**What is being asked:** Pull out each line of the items below that contains the word "white", and copy every such line in full.

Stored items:
- - -
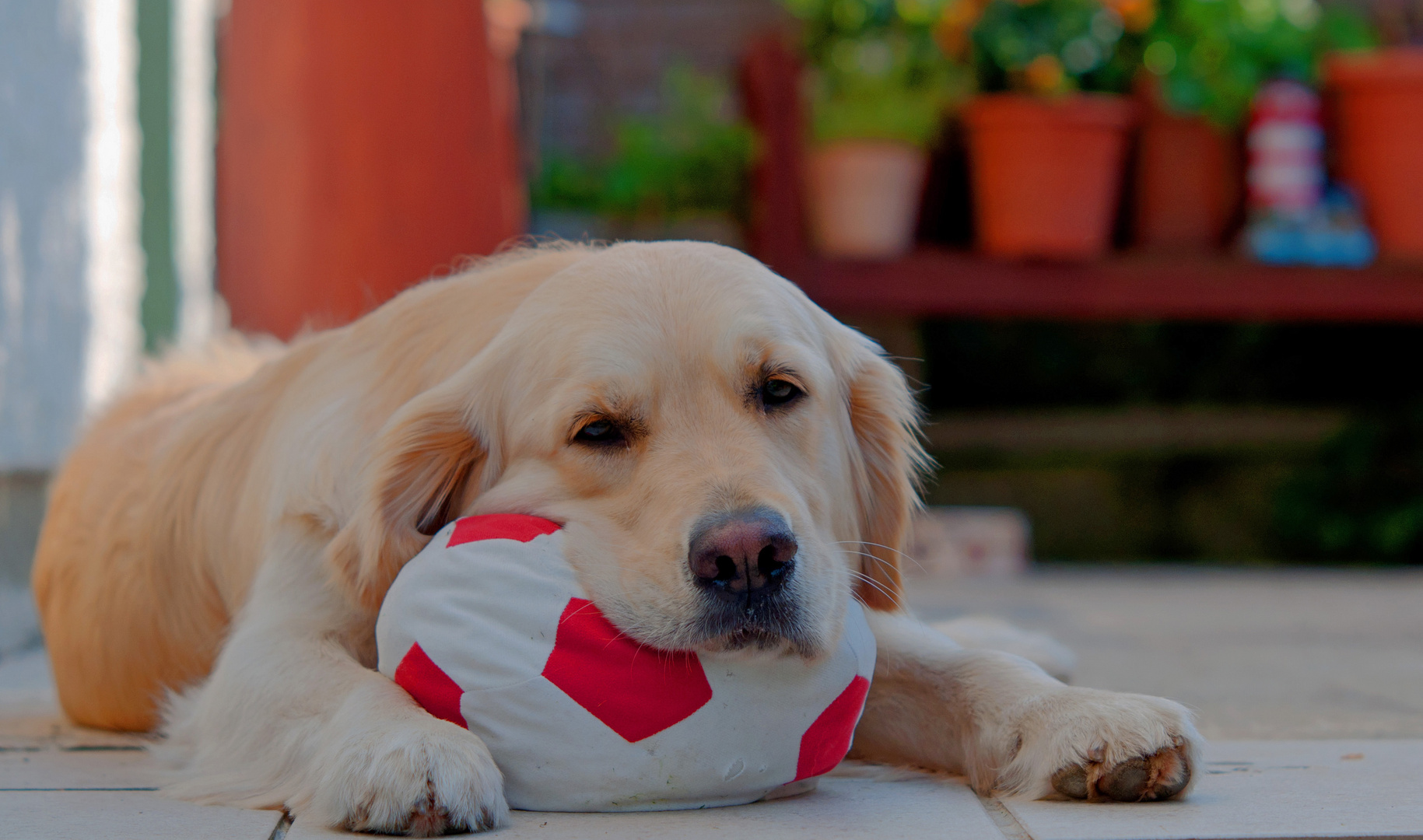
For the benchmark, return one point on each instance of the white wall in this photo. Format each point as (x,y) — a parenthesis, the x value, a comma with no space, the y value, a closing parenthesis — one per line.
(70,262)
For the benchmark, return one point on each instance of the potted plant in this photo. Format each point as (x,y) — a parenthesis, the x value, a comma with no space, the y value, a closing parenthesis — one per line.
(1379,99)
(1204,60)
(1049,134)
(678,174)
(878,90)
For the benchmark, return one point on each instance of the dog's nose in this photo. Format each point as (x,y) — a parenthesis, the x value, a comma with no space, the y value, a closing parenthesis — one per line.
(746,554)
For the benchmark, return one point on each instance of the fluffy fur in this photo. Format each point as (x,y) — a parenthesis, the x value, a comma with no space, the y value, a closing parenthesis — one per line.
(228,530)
- - -
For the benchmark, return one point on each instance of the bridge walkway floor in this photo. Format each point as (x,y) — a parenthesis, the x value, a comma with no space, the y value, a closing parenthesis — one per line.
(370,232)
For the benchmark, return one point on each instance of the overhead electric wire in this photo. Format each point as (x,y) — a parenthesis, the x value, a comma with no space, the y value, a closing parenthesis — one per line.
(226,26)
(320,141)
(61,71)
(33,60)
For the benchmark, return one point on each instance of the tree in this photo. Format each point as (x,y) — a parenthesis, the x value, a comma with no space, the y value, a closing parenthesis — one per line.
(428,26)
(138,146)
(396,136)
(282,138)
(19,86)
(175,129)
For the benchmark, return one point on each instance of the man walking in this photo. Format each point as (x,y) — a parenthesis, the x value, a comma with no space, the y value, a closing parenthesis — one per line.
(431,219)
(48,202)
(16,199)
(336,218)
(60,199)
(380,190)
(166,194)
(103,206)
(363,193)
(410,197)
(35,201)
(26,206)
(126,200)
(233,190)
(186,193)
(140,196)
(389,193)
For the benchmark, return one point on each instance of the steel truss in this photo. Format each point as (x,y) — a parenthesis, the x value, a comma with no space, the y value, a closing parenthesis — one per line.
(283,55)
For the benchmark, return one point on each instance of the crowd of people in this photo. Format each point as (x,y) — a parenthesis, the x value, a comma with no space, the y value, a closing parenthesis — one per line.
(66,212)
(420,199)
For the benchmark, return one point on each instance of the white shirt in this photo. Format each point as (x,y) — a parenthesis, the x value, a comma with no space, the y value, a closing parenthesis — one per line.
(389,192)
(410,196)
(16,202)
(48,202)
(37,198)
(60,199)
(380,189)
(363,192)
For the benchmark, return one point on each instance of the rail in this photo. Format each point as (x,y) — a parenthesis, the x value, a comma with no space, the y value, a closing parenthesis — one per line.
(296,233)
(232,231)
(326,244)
- - -
**Written solution:**
For the benchmark, return one point on each instance of the white wall in this photo. Format each point as (x,y) — a parenthesis, the x value, a comma with no space, the y value, a closing parenthesis — one per line.
For the benchmark, return one point on each instance of the white shirt in this photo. Format each point as (x,y) — a parenthesis, the x value, a comma with no space, the y value, a closing parenthesis — one per line.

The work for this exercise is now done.